Given problem: From both blocks of lines below, pick out every line that contains the word "white" and copy each such line in full.

Supplied records:
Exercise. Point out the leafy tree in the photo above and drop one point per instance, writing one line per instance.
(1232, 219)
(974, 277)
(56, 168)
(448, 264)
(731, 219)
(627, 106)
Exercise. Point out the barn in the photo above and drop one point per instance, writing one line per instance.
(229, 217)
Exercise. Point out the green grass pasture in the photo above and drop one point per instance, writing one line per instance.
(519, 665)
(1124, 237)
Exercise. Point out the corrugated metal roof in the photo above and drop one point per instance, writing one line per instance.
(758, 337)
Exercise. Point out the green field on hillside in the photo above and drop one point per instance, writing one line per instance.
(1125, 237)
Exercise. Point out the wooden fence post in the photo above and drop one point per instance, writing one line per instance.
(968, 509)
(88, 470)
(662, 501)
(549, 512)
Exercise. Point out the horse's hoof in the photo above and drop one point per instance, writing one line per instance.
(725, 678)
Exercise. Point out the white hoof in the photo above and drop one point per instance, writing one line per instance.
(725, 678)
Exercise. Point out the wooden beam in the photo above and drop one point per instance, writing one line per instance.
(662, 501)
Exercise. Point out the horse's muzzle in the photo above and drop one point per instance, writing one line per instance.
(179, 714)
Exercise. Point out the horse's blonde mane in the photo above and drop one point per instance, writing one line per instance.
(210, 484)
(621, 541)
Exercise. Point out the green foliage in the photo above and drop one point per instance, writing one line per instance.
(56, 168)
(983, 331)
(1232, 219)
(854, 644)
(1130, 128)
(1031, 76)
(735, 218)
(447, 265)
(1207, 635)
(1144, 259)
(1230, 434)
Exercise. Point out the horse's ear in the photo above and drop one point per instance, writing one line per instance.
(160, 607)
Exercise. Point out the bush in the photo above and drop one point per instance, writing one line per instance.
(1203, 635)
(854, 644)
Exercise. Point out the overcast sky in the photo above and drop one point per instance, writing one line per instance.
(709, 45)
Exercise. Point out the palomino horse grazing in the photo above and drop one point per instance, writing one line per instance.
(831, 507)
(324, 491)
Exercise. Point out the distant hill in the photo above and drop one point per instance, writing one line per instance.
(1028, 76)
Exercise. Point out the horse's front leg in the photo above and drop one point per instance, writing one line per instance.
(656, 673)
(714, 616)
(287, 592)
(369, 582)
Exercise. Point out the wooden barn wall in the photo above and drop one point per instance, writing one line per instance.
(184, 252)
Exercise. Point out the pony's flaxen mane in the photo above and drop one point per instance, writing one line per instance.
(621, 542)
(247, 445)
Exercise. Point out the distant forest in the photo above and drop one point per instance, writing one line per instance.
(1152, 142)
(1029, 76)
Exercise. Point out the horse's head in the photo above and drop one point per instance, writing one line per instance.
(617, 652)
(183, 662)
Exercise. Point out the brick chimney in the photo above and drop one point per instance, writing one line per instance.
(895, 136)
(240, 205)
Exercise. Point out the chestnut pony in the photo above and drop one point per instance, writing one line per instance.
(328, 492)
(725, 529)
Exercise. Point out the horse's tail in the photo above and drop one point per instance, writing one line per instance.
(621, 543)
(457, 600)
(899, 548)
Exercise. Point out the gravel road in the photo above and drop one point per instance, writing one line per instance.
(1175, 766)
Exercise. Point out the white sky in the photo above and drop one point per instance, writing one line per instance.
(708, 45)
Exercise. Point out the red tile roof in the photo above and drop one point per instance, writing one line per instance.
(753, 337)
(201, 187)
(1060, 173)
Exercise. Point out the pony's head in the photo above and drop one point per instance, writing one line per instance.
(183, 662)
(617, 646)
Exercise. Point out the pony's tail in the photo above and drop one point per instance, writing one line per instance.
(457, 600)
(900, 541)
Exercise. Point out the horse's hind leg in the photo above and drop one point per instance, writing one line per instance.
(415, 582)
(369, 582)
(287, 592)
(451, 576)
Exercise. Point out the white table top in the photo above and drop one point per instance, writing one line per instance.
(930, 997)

---

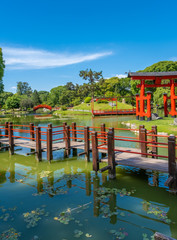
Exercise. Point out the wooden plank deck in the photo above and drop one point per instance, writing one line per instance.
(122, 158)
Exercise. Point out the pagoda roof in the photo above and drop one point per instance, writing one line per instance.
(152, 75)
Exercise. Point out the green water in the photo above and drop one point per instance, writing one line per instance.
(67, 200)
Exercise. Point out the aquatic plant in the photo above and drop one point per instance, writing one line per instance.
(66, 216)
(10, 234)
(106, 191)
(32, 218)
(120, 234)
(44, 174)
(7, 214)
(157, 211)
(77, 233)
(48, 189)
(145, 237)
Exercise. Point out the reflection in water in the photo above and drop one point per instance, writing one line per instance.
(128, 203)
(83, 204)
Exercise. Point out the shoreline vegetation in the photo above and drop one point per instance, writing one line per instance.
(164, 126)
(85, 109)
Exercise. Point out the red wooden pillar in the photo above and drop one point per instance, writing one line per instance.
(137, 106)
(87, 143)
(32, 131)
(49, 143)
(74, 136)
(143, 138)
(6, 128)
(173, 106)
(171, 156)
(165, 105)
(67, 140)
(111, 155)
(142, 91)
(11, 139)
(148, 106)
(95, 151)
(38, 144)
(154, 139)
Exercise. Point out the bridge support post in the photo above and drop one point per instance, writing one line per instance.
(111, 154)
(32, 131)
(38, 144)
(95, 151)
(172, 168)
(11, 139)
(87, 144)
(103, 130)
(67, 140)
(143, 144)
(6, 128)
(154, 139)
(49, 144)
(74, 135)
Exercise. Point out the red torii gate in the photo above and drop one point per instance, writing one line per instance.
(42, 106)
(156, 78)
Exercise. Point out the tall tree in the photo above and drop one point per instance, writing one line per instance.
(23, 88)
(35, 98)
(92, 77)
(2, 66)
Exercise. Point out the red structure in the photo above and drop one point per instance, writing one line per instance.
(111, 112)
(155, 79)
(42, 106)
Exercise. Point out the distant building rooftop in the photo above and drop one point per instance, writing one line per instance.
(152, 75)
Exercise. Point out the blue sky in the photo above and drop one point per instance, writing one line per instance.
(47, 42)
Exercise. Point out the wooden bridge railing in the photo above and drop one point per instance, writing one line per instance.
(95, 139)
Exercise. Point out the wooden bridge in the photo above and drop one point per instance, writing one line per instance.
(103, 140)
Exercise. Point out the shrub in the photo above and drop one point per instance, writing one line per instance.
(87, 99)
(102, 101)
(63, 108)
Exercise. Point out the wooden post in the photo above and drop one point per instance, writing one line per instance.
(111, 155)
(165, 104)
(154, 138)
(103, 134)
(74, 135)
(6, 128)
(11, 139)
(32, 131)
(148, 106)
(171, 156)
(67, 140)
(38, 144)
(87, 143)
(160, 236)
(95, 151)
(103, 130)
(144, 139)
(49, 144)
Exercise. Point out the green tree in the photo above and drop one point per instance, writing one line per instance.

Result:
Exercise. Point out the white hoof in the photo above and drop one point per instance, writing one line per instance.
Exercise. Point out the white sky in the photo above and drop one point per instance, writing one line per instance.
Exercise. Point out the white table top in the photo above and drop one point per instance, writing one line per instance.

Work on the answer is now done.